**VORLIEGENDER TEXT:**
▬▬▬

Von den importierten Früherdbeeren aus Spanien raten wir dringend ab. "Erdbeeren sind schwere Kost für die Erde, denn die Früchte sind durstig und ihre Anbaugebiete im Süden Spaniens trocken. Neben den Emissionen, die durch den Transport der Erdbeeren aus Spanien freigesetzt werden, ist vor allem der hohe Wasserverbrauch beim Anbau der Früchte problematisch", erklärt Theresa Schiller. Sie ist Süsswasserexpertin beim "World Wide Fund For Nature" (WWF).

#1: 300 Liter Wasser für ein Kilo Erdbeeren

Die meisten Erdbeeren, die momentan in den deutschen Supermarktregalen liegen, kommen aus der wasserarmen Provinz Huelva in Spanien. Dort werden die Früchte in riesigen Monokulturen angebaut – ein Plastikplanen-Tunnel reiht sich dabei unter enormem Wasserverbrauch und intensivem Düngereinsatz an den anderen. "Für die Herstellung eines Kilos Erdbeeren, benötigt man im Durchschnitt etwa 300 Liter Wasser – also zwei volle Badewannen", erklärt der WWF.

Die Erdbeerplantagen liegen rund um den Nationalpark Coto de Doñana, der Weltnaturerbe, Biosphärenreservat und eines der wichtigsten Feuchtgebiete Spaniens ist. Die Erdbeeren werden dort zu einem hohen Preis angebaut: Auf illegalen Anbauflächen wachsen Erdbeeren, aber auch Tomaten, Zucchini und Paprika. Das Wasser für die durstigen Früchte stammt häufig aus illegalen Bohrungen, über 1.000 illegale Brunnen soll es allein in Huelva geben.

▬▬▬

**BEREITGESTELLTES MATERIAL:**
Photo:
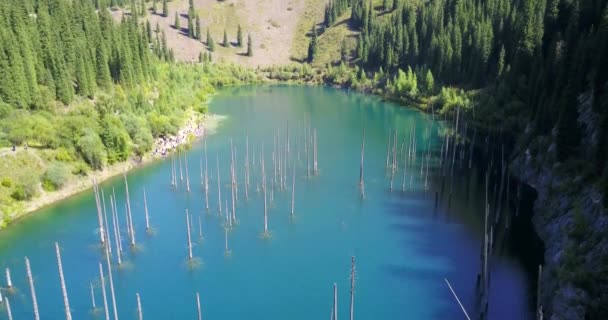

▬▬▬

**KURZE AUFGABE:**
Beantworte mithilfe des Textes über Erdbeeren aus Spanien die folgenden Fragen.
(a) Bei welcher Organisation ist Theresa Schiller Süsswasserexpertin?
(b) Wie viel Wasser benötigt man laut WWF im Durchschnitt für ein Kilo Erdbeeren?
(c) Wie viele illegale Brunnen soll es allein in Huelva geben?

**DIE LÖSUNG:**
(a) Beim "World Wide Fund For Nature" (WWF).
(b) Etwa 300 Liter, also zwei volle Badewannen.
(c) Über 1.000.